==== Information given ====

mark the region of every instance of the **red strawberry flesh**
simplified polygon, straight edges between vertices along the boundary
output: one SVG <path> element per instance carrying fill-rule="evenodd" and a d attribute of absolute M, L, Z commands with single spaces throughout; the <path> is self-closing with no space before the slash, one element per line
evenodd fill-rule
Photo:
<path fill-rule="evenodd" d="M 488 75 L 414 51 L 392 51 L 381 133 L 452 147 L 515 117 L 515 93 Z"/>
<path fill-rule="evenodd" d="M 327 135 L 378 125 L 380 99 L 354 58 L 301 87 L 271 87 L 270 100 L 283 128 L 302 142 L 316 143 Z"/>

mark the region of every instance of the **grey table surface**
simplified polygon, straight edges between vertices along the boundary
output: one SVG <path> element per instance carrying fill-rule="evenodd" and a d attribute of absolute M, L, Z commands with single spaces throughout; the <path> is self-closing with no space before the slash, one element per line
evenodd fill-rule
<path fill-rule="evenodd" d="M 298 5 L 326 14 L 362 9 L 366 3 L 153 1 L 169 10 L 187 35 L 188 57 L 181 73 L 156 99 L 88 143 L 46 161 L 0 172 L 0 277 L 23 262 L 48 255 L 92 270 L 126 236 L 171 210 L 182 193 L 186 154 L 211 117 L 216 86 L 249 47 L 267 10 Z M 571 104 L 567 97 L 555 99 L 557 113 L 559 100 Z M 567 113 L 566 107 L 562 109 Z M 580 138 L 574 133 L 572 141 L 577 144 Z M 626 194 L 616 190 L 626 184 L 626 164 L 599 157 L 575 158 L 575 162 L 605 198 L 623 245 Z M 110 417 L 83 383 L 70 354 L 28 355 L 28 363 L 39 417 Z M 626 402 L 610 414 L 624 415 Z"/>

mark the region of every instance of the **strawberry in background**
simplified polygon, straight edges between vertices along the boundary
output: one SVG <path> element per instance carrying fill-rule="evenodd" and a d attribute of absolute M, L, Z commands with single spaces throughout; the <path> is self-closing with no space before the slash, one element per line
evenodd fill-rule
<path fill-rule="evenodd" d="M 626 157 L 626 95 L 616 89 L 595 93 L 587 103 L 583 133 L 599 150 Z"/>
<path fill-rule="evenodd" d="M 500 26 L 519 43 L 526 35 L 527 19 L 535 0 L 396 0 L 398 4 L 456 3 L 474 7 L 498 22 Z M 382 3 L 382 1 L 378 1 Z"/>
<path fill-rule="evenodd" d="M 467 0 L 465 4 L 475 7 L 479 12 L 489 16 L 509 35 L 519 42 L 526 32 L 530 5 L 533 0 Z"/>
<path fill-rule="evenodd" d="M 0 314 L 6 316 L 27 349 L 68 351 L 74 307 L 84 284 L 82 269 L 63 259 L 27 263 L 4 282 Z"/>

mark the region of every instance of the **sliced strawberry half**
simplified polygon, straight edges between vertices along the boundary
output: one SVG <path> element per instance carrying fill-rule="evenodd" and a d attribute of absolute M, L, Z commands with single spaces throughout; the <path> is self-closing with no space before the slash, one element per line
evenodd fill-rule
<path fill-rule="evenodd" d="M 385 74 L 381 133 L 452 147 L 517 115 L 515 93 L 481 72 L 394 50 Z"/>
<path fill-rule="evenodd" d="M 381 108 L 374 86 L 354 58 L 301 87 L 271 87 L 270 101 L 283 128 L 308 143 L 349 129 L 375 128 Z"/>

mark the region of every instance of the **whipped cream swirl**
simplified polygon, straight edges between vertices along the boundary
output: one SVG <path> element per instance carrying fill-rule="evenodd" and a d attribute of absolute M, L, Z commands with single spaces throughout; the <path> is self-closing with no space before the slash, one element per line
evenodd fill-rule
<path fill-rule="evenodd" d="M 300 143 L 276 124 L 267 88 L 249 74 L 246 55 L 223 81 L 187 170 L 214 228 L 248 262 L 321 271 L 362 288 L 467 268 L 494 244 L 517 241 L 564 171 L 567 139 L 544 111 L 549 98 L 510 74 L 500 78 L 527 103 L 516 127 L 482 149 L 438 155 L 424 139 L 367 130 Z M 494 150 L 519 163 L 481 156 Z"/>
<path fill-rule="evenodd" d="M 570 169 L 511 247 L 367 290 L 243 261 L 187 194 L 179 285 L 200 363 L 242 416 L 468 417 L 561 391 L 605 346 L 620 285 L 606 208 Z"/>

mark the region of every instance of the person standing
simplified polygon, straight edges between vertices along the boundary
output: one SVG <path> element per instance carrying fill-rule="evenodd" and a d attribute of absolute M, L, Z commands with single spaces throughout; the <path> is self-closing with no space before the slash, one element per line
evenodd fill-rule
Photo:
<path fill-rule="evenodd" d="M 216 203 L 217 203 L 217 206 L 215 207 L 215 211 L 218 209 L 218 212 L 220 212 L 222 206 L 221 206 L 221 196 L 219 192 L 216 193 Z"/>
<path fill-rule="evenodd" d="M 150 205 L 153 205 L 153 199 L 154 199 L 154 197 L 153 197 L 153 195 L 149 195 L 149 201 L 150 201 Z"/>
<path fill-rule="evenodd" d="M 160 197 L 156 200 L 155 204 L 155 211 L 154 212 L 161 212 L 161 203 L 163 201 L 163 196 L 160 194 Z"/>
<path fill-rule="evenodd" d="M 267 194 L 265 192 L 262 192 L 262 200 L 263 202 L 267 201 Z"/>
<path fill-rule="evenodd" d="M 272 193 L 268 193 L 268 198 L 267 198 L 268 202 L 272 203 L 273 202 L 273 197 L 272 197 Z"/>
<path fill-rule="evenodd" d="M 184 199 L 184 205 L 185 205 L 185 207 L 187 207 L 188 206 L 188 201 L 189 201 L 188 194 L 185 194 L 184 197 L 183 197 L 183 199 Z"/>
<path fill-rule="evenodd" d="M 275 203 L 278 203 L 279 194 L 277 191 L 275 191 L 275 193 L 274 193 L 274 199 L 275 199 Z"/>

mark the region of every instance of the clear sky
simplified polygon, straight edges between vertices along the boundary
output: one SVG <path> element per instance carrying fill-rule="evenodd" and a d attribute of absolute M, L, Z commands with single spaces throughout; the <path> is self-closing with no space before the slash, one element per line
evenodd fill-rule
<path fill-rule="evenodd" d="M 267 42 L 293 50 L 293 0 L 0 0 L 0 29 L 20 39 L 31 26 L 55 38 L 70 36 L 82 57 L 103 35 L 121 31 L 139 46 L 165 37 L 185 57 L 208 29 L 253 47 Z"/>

====

▶ **Exercise instructions**
Reproduce the full listing above, keeping every line intact.

▶ **Solution to the problem**
mark the region of every instance of the **red strawberry flesh**
simplified polygon, straight edges between vertices along the boundary
output: one SVG <path> element per instance carrying fill-rule="evenodd" and a d attribute of absolute M, L, Z commands with single spaces throughout; the <path> is self-closing with no space before the slash, one element per line
evenodd fill-rule
Photo:
<path fill-rule="evenodd" d="M 488 75 L 414 51 L 392 51 L 381 133 L 452 147 L 515 117 L 515 93 Z"/>
<path fill-rule="evenodd" d="M 327 135 L 378 125 L 380 99 L 354 58 L 301 87 L 271 87 L 270 100 L 283 128 L 302 142 L 316 143 Z"/>

mark the region of every instance of the **grey table surface**
simplified polygon, straight edges between vertices along the boundary
output: one SVG <path> element per instance carrying fill-rule="evenodd" and a d attribute of absolute M, L, Z commands with single spaces throughout; the <path> is self-closing with no space before the slash, one element per line
evenodd fill-rule
<path fill-rule="evenodd" d="M 298 5 L 326 14 L 362 9 L 366 3 L 153 1 L 169 10 L 187 35 L 188 57 L 181 73 L 156 99 L 88 143 L 46 161 L 0 172 L 0 277 L 23 262 L 48 255 L 92 270 L 126 236 L 171 210 L 182 193 L 186 154 L 211 117 L 216 86 L 249 47 L 267 10 Z M 571 104 L 567 97 L 555 99 L 557 113 L 559 100 Z M 567 113 L 566 107 L 562 109 Z M 580 138 L 574 133 L 572 141 L 577 144 Z M 626 194 L 616 190 L 626 184 L 626 164 L 599 157 L 575 158 L 575 162 L 605 198 L 623 245 Z M 110 417 L 83 383 L 70 354 L 28 355 L 28 363 L 39 417 Z M 626 402 L 610 414 L 624 415 Z"/>

mark the region of every instance of the **strawberry in background**
simplified polygon, straight edges between vertices along the boundary
output: one SVG <path> element per instance carrying fill-rule="evenodd" and a d attribute of absolute M, L, Z commands with single spaces throughout; the <path> is self-closing with no space before the slash, one element per line
evenodd fill-rule
<path fill-rule="evenodd" d="M 626 157 L 626 95 L 616 89 L 595 93 L 587 103 L 583 133 L 599 150 Z"/>
<path fill-rule="evenodd" d="M 500 26 L 519 43 L 526 35 L 527 19 L 535 0 L 396 0 L 398 4 L 456 3 L 474 7 L 498 22 Z M 382 3 L 382 1 L 378 1 Z"/>
<path fill-rule="evenodd" d="M 467 0 L 465 4 L 475 7 L 479 12 L 489 16 L 509 35 L 519 42 L 526 32 L 530 5 L 533 0 Z"/>
<path fill-rule="evenodd" d="M 0 314 L 6 316 L 27 349 L 68 351 L 74 307 L 84 284 L 82 269 L 63 259 L 27 263 L 4 282 Z"/>

mark the region of every instance of the **sliced strawberry half**
simplified polygon, straight edges between vertices along the boundary
output: one SVG <path> element per instance carrying fill-rule="evenodd" and a d attribute of absolute M, L, Z commands with single spaces throughout; the <path> is self-closing with no space before the slash, one element per line
evenodd fill-rule
<path fill-rule="evenodd" d="M 385 74 L 381 133 L 452 147 L 517 115 L 515 93 L 481 72 L 394 50 Z"/>
<path fill-rule="evenodd" d="M 381 108 L 374 86 L 354 58 L 301 87 L 271 87 L 270 101 L 283 128 L 308 143 L 349 129 L 375 128 Z"/>

mark the region of every instance of the **whipped cream swirl**
simplified polygon, straight edges between vertices along the boundary
output: one SVG <path> element per instance carrying fill-rule="evenodd" and a d attribute of absolute M, L, Z commands with single spaces throughout; the <path> is self-closing with no space before the slash, one element per line
evenodd fill-rule
<path fill-rule="evenodd" d="M 300 143 L 276 124 L 267 88 L 249 74 L 246 55 L 223 81 L 187 170 L 214 228 L 248 262 L 321 271 L 362 288 L 467 268 L 494 244 L 517 241 L 564 171 L 567 139 L 544 111 L 549 98 L 510 74 L 500 78 L 527 103 L 516 127 L 482 149 L 438 155 L 424 139 L 367 130 Z M 494 150 L 519 163 L 481 156 Z"/>
<path fill-rule="evenodd" d="M 570 169 L 511 247 L 367 290 L 243 261 L 187 194 L 179 285 L 200 363 L 242 416 L 468 417 L 561 391 L 605 346 L 620 285 L 606 208 Z"/>

mark the region of every instance of the person standing
simplified polygon, straight edges between vertices along the boundary
output: one SVG <path> element per instance carrying fill-rule="evenodd" and a d attribute of absolute M, L, Z commands with single spaces throughout; the <path> is self-closing with no space before the slash, one element per line
evenodd fill-rule
Photo:
<path fill-rule="evenodd" d="M 216 203 L 217 203 L 217 206 L 215 207 L 215 211 L 218 209 L 218 212 L 220 212 L 222 206 L 221 206 L 221 196 L 219 192 L 216 193 Z"/>
<path fill-rule="evenodd" d="M 150 205 L 153 205 L 153 199 L 154 199 L 154 197 L 153 197 L 153 195 L 149 195 L 149 201 L 150 201 Z"/>
<path fill-rule="evenodd" d="M 160 197 L 156 200 L 155 204 L 155 211 L 154 212 L 161 212 L 161 203 L 163 201 L 163 196 L 160 194 Z"/>
<path fill-rule="evenodd" d="M 267 194 L 265 192 L 262 192 L 262 200 L 263 202 L 267 201 Z"/>
<path fill-rule="evenodd" d="M 272 193 L 268 193 L 268 198 L 267 198 L 268 202 L 272 203 L 273 202 L 273 197 L 272 197 Z"/>
<path fill-rule="evenodd" d="M 184 199 L 184 205 L 185 205 L 185 207 L 187 207 L 188 206 L 188 201 L 189 201 L 188 194 L 185 194 L 184 197 L 183 197 L 183 199 Z"/>
<path fill-rule="evenodd" d="M 275 203 L 278 203 L 279 194 L 277 191 L 275 191 L 275 193 L 274 193 L 274 199 L 275 199 Z"/>

mark the region of every instance of the clear sky
simplified polygon, straight edges between vertices along the boundary
output: one SVG <path> element per instance carrying fill-rule="evenodd" and a d attribute of absolute M, L, Z commands with single spaces throughout; the <path> is self-closing with no space before the slash, one element per line
evenodd fill-rule
<path fill-rule="evenodd" d="M 267 42 L 293 50 L 293 0 L 0 0 L 0 29 L 20 39 L 31 26 L 55 38 L 70 36 L 82 57 L 103 35 L 121 31 L 139 46 L 165 37 L 185 57 L 208 29 L 253 47 Z"/>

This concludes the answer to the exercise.